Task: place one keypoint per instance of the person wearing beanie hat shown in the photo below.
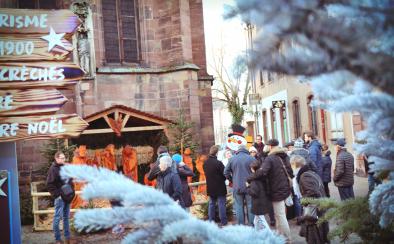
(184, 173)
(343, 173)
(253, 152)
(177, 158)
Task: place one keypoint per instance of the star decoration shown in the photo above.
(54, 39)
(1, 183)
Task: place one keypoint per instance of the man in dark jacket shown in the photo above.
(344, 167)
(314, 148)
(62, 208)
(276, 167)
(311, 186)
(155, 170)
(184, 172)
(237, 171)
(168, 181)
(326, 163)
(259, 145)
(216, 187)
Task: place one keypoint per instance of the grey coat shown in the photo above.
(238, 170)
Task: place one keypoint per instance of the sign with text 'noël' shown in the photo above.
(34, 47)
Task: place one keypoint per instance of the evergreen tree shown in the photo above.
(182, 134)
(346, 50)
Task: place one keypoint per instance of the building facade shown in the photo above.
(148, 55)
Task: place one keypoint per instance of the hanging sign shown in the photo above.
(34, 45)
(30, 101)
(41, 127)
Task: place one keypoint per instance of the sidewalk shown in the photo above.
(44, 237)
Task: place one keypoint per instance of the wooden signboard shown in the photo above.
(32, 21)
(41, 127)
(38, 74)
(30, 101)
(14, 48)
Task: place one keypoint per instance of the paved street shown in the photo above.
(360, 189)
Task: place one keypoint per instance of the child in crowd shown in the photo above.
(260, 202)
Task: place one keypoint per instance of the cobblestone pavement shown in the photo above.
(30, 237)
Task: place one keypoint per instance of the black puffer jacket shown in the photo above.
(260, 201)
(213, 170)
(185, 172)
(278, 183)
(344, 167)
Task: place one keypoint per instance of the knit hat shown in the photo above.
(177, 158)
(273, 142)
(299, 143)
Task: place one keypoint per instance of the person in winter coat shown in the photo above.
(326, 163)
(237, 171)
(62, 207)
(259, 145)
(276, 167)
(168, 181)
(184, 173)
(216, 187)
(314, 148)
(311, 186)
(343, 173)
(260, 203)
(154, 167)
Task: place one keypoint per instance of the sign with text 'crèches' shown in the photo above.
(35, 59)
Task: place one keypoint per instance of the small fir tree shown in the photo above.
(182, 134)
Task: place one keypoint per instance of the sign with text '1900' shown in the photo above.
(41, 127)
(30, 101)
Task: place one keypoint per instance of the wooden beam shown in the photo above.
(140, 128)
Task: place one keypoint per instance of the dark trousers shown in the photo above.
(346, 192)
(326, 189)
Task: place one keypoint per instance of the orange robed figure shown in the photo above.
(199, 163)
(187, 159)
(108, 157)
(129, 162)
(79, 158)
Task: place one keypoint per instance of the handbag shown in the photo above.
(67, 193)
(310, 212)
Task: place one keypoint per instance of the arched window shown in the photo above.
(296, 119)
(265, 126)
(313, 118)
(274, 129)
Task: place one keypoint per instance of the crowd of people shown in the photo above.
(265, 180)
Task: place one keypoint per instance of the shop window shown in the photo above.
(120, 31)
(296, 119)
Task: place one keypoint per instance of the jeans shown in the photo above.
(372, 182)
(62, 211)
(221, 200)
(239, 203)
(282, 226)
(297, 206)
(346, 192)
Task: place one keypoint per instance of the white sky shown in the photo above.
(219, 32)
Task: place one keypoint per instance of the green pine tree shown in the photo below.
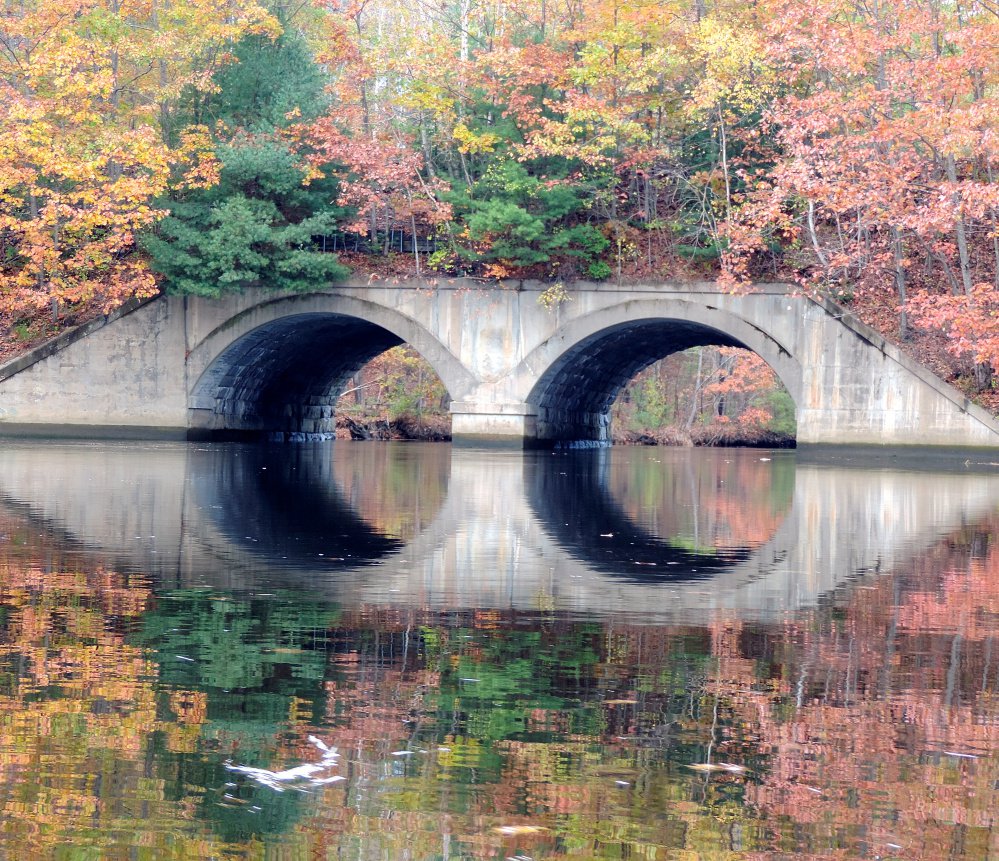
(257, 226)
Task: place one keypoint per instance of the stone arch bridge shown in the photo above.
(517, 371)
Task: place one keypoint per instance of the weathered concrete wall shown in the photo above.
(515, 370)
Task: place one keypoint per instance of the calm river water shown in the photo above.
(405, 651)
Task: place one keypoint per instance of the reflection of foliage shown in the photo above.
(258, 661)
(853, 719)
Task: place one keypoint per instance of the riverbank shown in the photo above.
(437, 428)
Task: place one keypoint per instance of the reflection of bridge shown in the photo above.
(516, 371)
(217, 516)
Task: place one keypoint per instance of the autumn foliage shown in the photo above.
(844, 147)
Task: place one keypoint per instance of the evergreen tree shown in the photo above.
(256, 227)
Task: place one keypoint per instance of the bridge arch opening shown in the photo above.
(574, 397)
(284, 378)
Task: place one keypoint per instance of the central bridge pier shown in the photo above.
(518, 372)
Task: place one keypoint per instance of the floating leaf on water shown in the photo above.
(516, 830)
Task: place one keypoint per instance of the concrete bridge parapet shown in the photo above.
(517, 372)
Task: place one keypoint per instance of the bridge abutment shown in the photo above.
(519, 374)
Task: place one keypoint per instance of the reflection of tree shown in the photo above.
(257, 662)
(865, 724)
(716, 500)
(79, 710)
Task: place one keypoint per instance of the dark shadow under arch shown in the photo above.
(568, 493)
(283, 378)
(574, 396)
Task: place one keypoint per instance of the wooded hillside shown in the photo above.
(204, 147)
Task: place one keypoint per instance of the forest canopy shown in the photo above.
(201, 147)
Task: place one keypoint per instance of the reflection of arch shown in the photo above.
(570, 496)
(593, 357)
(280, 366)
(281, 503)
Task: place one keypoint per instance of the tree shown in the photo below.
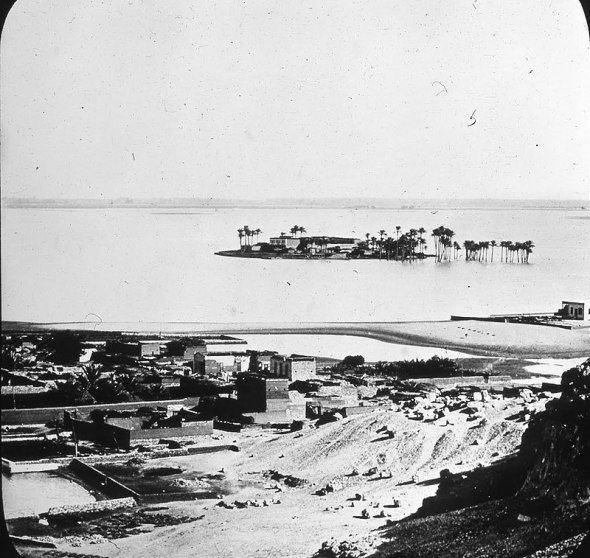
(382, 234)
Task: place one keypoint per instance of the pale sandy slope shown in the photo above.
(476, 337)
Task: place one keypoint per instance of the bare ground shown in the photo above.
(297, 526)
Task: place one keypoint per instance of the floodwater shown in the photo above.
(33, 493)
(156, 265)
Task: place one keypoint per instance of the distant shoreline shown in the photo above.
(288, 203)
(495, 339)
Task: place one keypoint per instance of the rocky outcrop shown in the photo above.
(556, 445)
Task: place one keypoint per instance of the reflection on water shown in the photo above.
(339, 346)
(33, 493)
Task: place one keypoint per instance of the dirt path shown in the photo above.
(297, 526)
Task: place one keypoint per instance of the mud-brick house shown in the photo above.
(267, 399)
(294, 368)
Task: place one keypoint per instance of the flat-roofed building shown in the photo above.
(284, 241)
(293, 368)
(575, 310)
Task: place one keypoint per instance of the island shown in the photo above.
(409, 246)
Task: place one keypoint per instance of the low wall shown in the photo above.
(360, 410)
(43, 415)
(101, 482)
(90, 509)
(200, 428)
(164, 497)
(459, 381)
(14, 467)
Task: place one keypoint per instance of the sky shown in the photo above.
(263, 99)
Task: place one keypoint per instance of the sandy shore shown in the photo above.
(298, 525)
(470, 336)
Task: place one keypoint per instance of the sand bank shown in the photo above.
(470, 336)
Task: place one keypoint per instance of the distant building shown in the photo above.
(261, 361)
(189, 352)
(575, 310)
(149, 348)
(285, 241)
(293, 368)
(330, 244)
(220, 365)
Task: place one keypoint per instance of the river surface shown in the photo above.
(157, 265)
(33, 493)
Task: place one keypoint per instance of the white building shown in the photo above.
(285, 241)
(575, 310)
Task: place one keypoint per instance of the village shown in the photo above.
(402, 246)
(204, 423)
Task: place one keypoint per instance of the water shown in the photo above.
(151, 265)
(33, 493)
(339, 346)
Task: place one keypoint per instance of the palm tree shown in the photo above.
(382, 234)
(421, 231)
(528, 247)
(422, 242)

○ ○ ○ ○ ○

▶ _Objective_
Turn all the entries above into a Markdown table with the columns "Row" and "Entry line," one numbered row per line and no rows for blank lines. Leave the pictures out of the answer.

▶ _Problem solution_
| Row | Entry line |
|---|---|
| 1 | Task: place one keypoint per instance of the person wearing beanie hat shown in the photo below. |
| 2 | (184, 173) |
| 3 | (343, 173) |
| 4 | (253, 152) |
| 5 | (177, 158) |
| 6 | Task: place one keypoint per instance of the star decoration shown in the photo above. |
| 7 | (54, 39) |
| 8 | (1, 183) |
| 9 | Task: place one keypoint per instance of the man in dark jacket shown in the photo above. |
| 10 | (344, 167) |
| 11 | (314, 148) |
| 12 | (62, 208) |
| 13 | (276, 167) |
| 14 | (311, 186) |
| 15 | (155, 170) |
| 16 | (184, 172) |
| 17 | (237, 171) |
| 18 | (168, 181) |
| 19 | (326, 163) |
| 20 | (259, 145) |
| 21 | (216, 187) |
| 22 | Task: place one keypoint per instance of the grey coat shown in the photo above. |
| 23 | (238, 170) |
| 24 | Task: place one keypoint per instance of the sign with text 'noël' shown in the photo above. |
| 25 | (34, 47) |
| 26 | Task: place one keypoint per instance of the evergreen tree shown in the photo above. |
| 27 | (182, 134) |
| 28 | (346, 50) |
| 29 | Task: place one keypoint per instance of the building facade shown in the photo above. |
| 30 | (148, 55) |
| 31 | Task: place one keypoint per instance of the hanging sign shown in the photo above. |
| 32 | (34, 45) |
| 33 | (30, 101) |
| 34 | (41, 127) |
| 35 | Task: place one keypoint per instance of the sidewalk shown in the photo above. |
| 36 | (44, 237) |
| 37 | Task: place one keypoint per instance of the wooden signboard shown in the photo above. |
| 38 | (32, 21) |
| 39 | (41, 127) |
| 40 | (38, 74) |
| 41 | (30, 101) |
| 42 | (14, 48) |
| 43 | Task: place one keypoint per instance of the paved street shown in the photo above. |
| 44 | (360, 189) |
| 45 | Task: place one keypoint per instance of the child in crowd shown in the photo above. |
| 46 | (260, 202) |
| 47 | Task: place one keypoint per instance of the cobblestone pavement shown in the photo above. |
| 48 | (30, 237) |
| 49 | Task: place one keypoint per instance of the black puffer jacket shown in the photo above. |
| 50 | (260, 201) |
| 51 | (213, 170) |
| 52 | (185, 172) |
| 53 | (278, 183) |
| 54 | (344, 167) |
| 55 | Task: place one keypoint per instance of the knit hat shown in the photo above. |
| 56 | (177, 158) |
| 57 | (273, 142) |
| 58 | (299, 143) |
| 59 | Task: place one keypoint per instance of the person in winter coat shown in the photo above. |
| 60 | (326, 163) |
| 61 | (237, 171) |
| 62 | (62, 207) |
| 63 | (259, 145) |
| 64 | (276, 167) |
| 65 | (168, 181) |
| 66 | (184, 173) |
| 67 | (216, 187) |
| 68 | (314, 148) |
| 69 | (311, 186) |
| 70 | (343, 173) |
| 71 | (260, 203) |
| 72 | (154, 167) |
| 73 | Task: place one keypoint per instance of the sign with text 'crèches' shown in the photo above. |
| 74 | (35, 59) |
| 75 | Task: place one keypoint per instance of the small fir tree shown in the photo above. |
| 76 | (182, 134) |
| 77 | Task: place one keypoint per instance of the sign with text '1900' shown in the photo above. |
| 78 | (41, 127) |
| 79 | (30, 101) |
| 80 | Task: place one keypoint per instance of the wooden beam shown in the photo above. |
| 81 | (140, 128) |
| 82 | Task: place one keypoint per instance of the dark trousers shown in the photo above. |
| 83 | (346, 192) |
| 84 | (326, 189) |
| 85 | Task: place one keypoint per instance of the orange robed figure shown in the photo above. |
| 86 | (199, 163) |
| 87 | (187, 159) |
| 88 | (108, 157) |
| 89 | (129, 162) |
| 90 | (79, 158) |
| 91 | Task: place one keypoint per instance of the handbag shown in the photo above. |
| 92 | (67, 193) |
| 93 | (310, 212) |
| 94 | Task: place one keypoint per instance of the arched window shown in the photo above. |
| 95 | (296, 119) |
| 96 | (265, 126) |
| 97 | (313, 118) |
| 98 | (274, 129) |
| 99 | Task: place one keypoint per instance of the crowd of people shown in the photo above. |
| 100 | (265, 180) |
| 101 | Task: place one keypoint per instance of the shop window shown in the photo above. |
| 102 | (120, 31) |
| 103 | (296, 119) |
| 104 | Task: place one keypoint per instance of the jeans shown in the photo above. |
| 105 | (372, 182) |
| 106 | (62, 211) |
| 107 | (221, 200) |
| 108 | (239, 203) |
| 109 | (282, 226) |
| 110 | (297, 206) |
| 111 | (346, 192) |
| 112 | Task: place one keypoint per instance of the white sky shown in the photo above. |
| 113 | (219, 32) |
| 114 | Task: place one keypoint per instance of the green pine tree shown in the photo below. |
| 115 | (257, 226) |
| 116 | Task: place one keypoint per instance of the stone arch bridge shown in the photo above. |
| 117 | (517, 371) |
| 118 | Task: place one keypoint per instance of the weathered concrete wall shown in the photo above. |
| 119 | (515, 370) |
| 120 | Task: place one keypoint per instance of the calm river water shown in the photo above. |
| 121 | (405, 651) |
| 122 | Task: place one keypoint per instance of the reflection of foliage shown in the photo above. |
| 123 | (258, 661) |
| 124 | (853, 719) |
| 125 | Task: place one keypoint per instance of the riverbank shown in the photo above. |
| 126 | (437, 428) |
| 127 | Task: place one keypoint per instance of the reflection of bridge shown in the photo above. |
| 128 | (516, 371) |
| 129 | (217, 516) |
| 130 | Task: place one keypoint per instance of the autumn foliage shown in the photo above. |
| 131 | (844, 147) |
| 132 | Task: place one keypoint per instance of the evergreen tree shown in the photo above. |
| 133 | (256, 227) |
| 134 | Task: place one keypoint per instance of the bridge arch opening shown in the photo above. |
| 135 | (574, 397) |
| 136 | (284, 378) |
| 137 | Task: place one keypoint per instance of the central bridge pier shown in the photo above. |
| 138 | (518, 372) |
| 139 | Task: place one keypoint per instance of the floating leaf on water shown in the photo above. |
| 140 | (516, 830) |
| 141 | Task: place one keypoint per instance of the concrete bridge parapet shown in the photo above. |
| 142 | (517, 372) |
| 143 | Task: place one keypoint per instance of the bridge abutment shown in the photo above. |
| 144 | (519, 374) |
| 145 | Task: place one keypoint per instance of the reflection of tree shown in the photo above. |
| 146 | (257, 662) |
| 147 | (865, 724) |
| 148 | (716, 500) |
| 149 | (79, 710) |
| 150 | Task: place one keypoint per instance of the dark shadow under arch shown in the photo above. |
| 151 | (568, 493) |
| 152 | (283, 378) |
| 153 | (574, 396) |
| 154 | Task: place one keypoint per instance of the wooded hillside shown in the photo above. |
| 155 | (204, 147) |
| 156 | Task: place one keypoint per instance of the forest canopy shown in the photo above. |
| 157 | (201, 147) |
| 158 | Task: place one keypoint per instance of the reflection of arch shown in the photo above. |
| 159 | (570, 496) |
| 160 | (593, 357) |
| 161 | (280, 366) |
| 162 | (281, 503) |
| 163 | Task: place one keypoint per instance of the tree shown in the photo below. |
| 164 | (382, 234) |
| 165 | Task: place one keypoint per instance of the pale sandy slope shown in the photo above. |
| 166 | (476, 337) |
| 167 | Task: place one keypoint per instance of the bare ground shown in the photo above. |
| 168 | (297, 526) |
| 169 | Task: place one keypoint per instance of the floodwater shown in the photo above. |
| 170 | (33, 493) |
| 171 | (156, 265) |
| 172 | Task: place one keypoint per instance of the distant shoreline shown in the photo above. |
| 173 | (288, 203) |
| 174 | (495, 339) |
| 175 | Task: place one keypoint per instance of the rocky outcrop shown in the photo above. |
| 176 | (556, 445) |
| 177 | Task: place one keypoint per instance of the reflection on water shown in the photo above. |
| 178 | (339, 346) |
| 179 | (33, 493) |
| 180 | Task: place one keypoint per instance of the dirt path shown in the photo above. |
| 181 | (297, 526) |
| 182 | Task: place one keypoint per instance of the mud-brick house shown in the photo above. |
| 183 | (267, 399) |
| 184 | (294, 368) |
| 185 | Task: place one keypoint per instance of the flat-roofed building shown in the photo above. |
| 186 | (284, 241) |
| 187 | (293, 368) |
| 188 | (575, 310) |
| 189 | Task: place one keypoint per instance of the island shown in the photo above. |
| 190 | (409, 246) |
| 191 | Task: place one keypoint per instance of the low wall shown in the photo above. |
| 192 | (360, 410) |
| 193 | (43, 415) |
| 194 | (101, 482) |
| 195 | (90, 509) |
| 196 | (200, 428) |
| 197 | (164, 497) |
| 198 | (459, 381) |
| 199 | (14, 467) |
| 200 | Task: place one keypoint per instance of the sky shown in the photo above. |
| 201 | (263, 99) |
| 202 | Task: place one keypoint per instance of the sandy shore shown in the photo above. |
| 203 | (298, 525) |
| 204 | (470, 336) |
| 205 | Task: place one keypoint per instance of the sand bank shown in the photo above. |
| 206 | (470, 336) |
| 207 | Task: place one keypoint per instance of the distant building shown in the photo above. |
| 208 | (261, 361) |
| 209 | (189, 352) |
| 210 | (575, 310) |
| 211 | (149, 348) |
| 212 | (285, 241) |
| 213 | (293, 368) |
| 214 | (330, 244) |
| 215 | (220, 365) |
| 216 | Task: place one keypoint per instance of the river surface shown in the photo above. |
| 217 | (157, 265) |
| 218 | (33, 493) |
| 219 | Task: place one keypoint per instance of the white building shown in the photo above. |
| 220 | (285, 241) |
| 221 | (575, 310) |
| 222 | Task: place one keypoint per instance of the village shown in the photo above. |
| 223 | (402, 246) |
| 224 | (204, 423) |
| 225 | Task: place one keypoint per instance of the water shown in the photo above. |
| 226 | (151, 265) |
| 227 | (33, 493) |
| 228 | (339, 346) |
| 229 | Task: place one keypoint per instance of the palm tree shown in the photo above. |
| 230 | (382, 234) |
| 231 | (421, 231) |
| 232 | (528, 247) |
| 233 | (422, 242) |